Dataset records
_ _ _

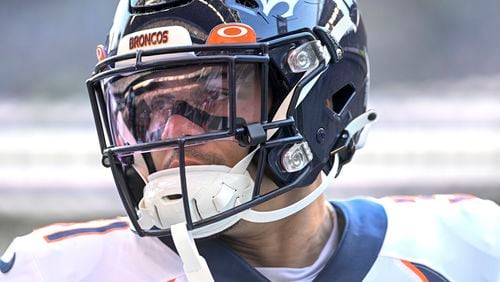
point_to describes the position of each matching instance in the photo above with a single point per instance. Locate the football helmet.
(196, 102)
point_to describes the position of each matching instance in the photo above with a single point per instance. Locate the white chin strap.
(269, 216)
(212, 189)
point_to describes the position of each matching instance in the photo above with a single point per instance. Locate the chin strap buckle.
(195, 266)
(345, 146)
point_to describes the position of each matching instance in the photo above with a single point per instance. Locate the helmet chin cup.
(212, 189)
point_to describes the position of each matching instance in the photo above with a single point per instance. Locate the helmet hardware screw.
(321, 135)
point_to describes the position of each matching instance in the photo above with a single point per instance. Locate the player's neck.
(295, 241)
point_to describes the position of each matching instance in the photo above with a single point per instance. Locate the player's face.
(187, 101)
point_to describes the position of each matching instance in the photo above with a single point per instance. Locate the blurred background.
(435, 69)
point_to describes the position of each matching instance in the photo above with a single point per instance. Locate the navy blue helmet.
(197, 103)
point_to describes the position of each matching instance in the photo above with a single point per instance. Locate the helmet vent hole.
(341, 98)
(248, 3)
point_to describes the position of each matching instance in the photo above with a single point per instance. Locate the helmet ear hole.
(339, 100)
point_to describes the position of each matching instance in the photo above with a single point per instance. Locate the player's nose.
(178, 126)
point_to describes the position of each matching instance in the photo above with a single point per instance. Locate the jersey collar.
(362, 224)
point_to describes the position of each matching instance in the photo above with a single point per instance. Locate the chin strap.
(195, 266)
(269, 216)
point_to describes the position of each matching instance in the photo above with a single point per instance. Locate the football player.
(223, 123)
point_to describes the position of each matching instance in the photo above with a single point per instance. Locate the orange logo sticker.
(232, 33)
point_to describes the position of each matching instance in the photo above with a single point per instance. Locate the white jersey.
(443, 238)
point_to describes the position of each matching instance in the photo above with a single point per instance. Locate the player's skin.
(273, 244)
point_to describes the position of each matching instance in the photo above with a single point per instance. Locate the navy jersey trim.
(85, 231)
(363, 224)
(7, 266)
(363, 228)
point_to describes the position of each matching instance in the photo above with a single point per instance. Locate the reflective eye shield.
(158, 105)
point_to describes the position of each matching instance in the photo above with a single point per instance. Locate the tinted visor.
(183, 101)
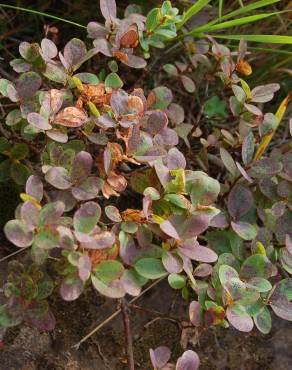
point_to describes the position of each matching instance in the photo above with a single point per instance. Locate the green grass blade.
(248, 8)
(36, 12)
(266, 50)
(232, 23)
(267, 39)
(194, 9)
(220, 8)
(240, 11)
(239, 21)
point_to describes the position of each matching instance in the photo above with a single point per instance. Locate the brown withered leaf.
(135, 104)
(108, 191)
(71, 117)
(130, 38)
(151, 99)
(117, 182)
(133, 215)
(121, 56)
(243, 67)
(99, 255)
(96, 94)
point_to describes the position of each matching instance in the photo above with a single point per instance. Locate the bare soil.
(25, 348)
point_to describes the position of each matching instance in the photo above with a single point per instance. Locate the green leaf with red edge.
(256, 266)
(107, 271)
(86, 217)
(245, 230)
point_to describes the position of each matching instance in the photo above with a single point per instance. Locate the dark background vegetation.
(29, 350)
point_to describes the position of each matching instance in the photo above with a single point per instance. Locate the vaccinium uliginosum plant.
(88, 142)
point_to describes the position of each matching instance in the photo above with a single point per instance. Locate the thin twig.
(154, 312)
(116, 313)
(128, 336)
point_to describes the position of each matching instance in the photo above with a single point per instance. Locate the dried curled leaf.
(71, 117)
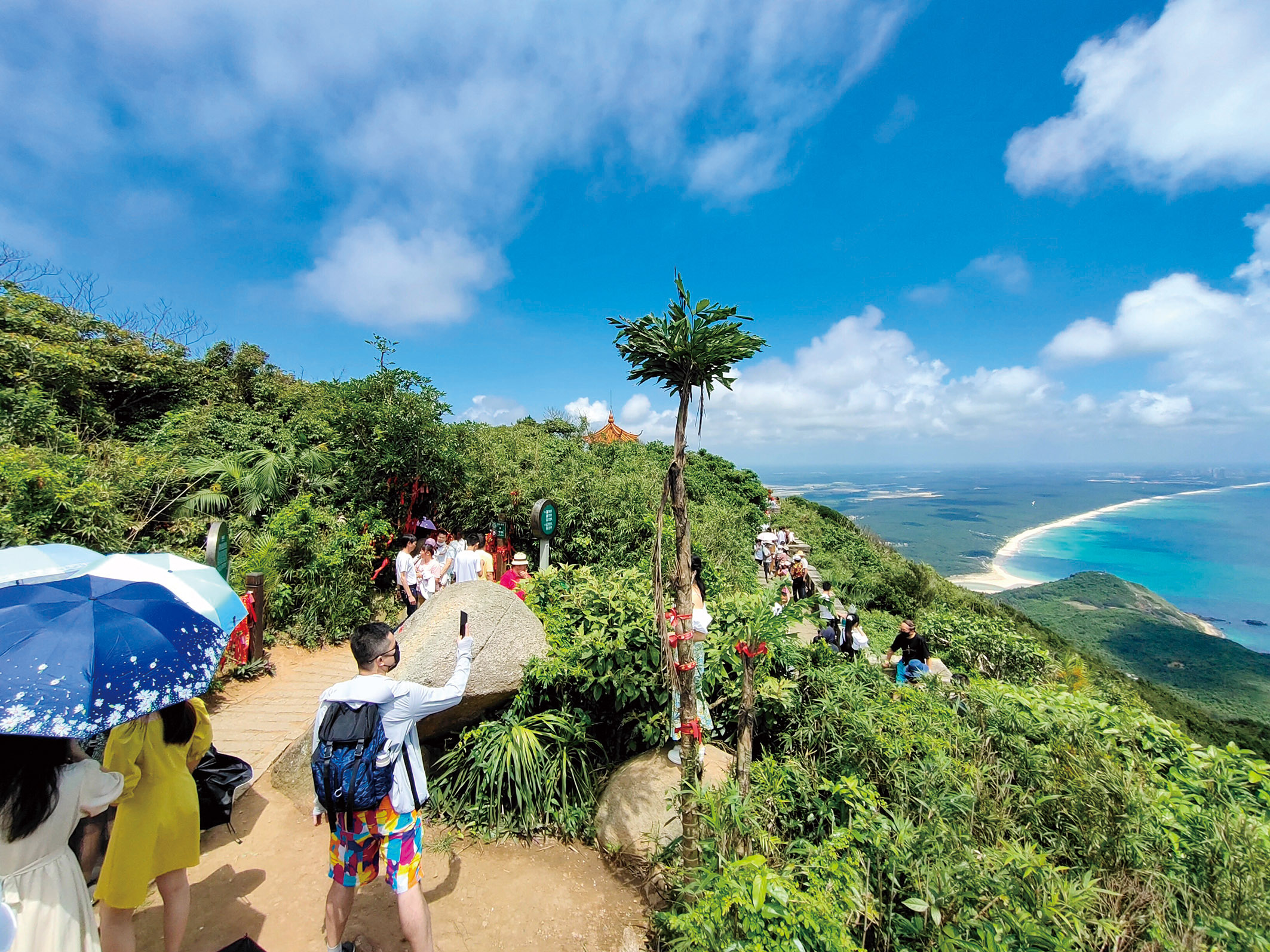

_ _ _

--- YOUR GOAL ---
Rewrite all of the data above, changing every "photo above" to "image shown above" and keeping everything else the same, but omit the pictures from your answer.

--- COMPLETED EXERCISE ---
point_to describes the position of each matching instance in the image shown above with a single point per instance. Locate the football helmet.
(196, 102)
point_to describes the position of each matching instance in the image shown above with a single point per instance. Locate the white chin strap.
(269, 216)
(212, 189)
point_to describes the position of each matching instance in the image shown above with a single point per instance. Locate the chin strap buckle.
(195, 266)
(345, 146)
point_to describes the position of each matching instance in the image shown above with a single point per instance. Locate the helmet chin cup.
(212, 189)
point_to describes the position of each matching instance in the image shown above with a single point per instance. Locate the helmet hardware screw.
(321, 135)
point_to describes the position of each matching instance in the image shown above with a single point per instance. Locate the player's neck.
(295, 241)
point_to describes the position of each matching instance in the image shown above with a single point per instance. Locate the player's face.
(187, 101)
point_to describes the position of each matching instance in the image shown above with a single point per instance. Locate the blurred background.
(435, 69)
point_to describes the position of each matching instance in the image shown above with a single point per instance. Locate the navy blue helmet.
(197, 103)
point_to describes the position of each matching instance in the image shown above with a single point per instance. Locate the helmet vent hole.
(341, 98)
(248, 3)
point_to describes the position of each matching instance in the image shown above with a single point per instance. Locate the helmet ear hole.
(339, 100)
point_to describes the position of each matching instance in the image shown above with a single point per instance. Locate the player's nose.
(178, 126)
point_to describes the position of each matching instance in the image shown above with a single point per instance. Locate the jersey collar.
(362, 224)
point_to describes the position of each matching instance in the image shown above with a single point per instance. Locate the chin strap.
(195, 266)
(269, 216)
point_to describes the position of each matching instance in the image shown above with a single point per instance. Locate the football player.
(223, 123)
point_to describes the position of each matching instance in the image shown above with a single point per instance. Locate the orange logo sticker.
(232, 33)
point_to describes the position of each matching instance in the image shown above with a single point per instance. Locate the white jersey.
(443, 238)
point_to describes the position of each matching instance in the image shown above with a single point per instance. Locate the player's skin.
(273, 244)
point_to describes the position of each matching instance in the image shown above with a single point per instance. Locate the navy jersey trim.
(85, 231)
(363, 224)
(7, 266)
(363, 228)
point_to describes the position of each matching instance in the image shown above with a single point per instance. Locate the reflective eye shield.
(158, 105)
point_to describes the position of each matching instance in the image shown above with a single point per instance. Locate the tinted visor.
(183, 101)
point_to describes the position of each matching instance in the image shown above with a single point per instance. Locate the green grass blade.
(248, 8)
(36, 12)
(266, 50)
(232, 23)
(267, 39)
(194, 9)
(220, 8)
(240, 11)
(239, 21)
point_to describes the position of each matching instance in the image shown above with a single point per instance. Locate the brown withered leaf.
(135, 104)
(108, 191)
(71, 117)
(130, 38)
(151, 99)
(117, 182)
(133, 215)
(121, 56)
(243, 67)
(99, 255)
(96, 94)
point_to describes the position of each matching instance in the image shown above with a single point per instance. Locate the bare soil.
(25, 348)
point_to describes the position of each matching instance in the image shown above with a single point per instance. Locate the green leaf with red edge.
(256, 266)
(107, 271)
(86, 217)
(245, 230)
point_to describes the position of each matching instance in the image shown above with a single point per instance. Locate the dark background vegetation.
(29, 350)
point_to describes the position of each matching instance in the image shown above with a single point per instance. Locate the vaccinium uliginosum plant.
(88, 142)
point_to describes the position of each matching instance in the image shown above with a single point per instance. Locate the thin twig.
(154, 312)
(116, 313)
(128, 336)
point_to describes the position of each matching instance in the image shown above with a single point per instance. Locate the dried curled leaf.
(71, 117)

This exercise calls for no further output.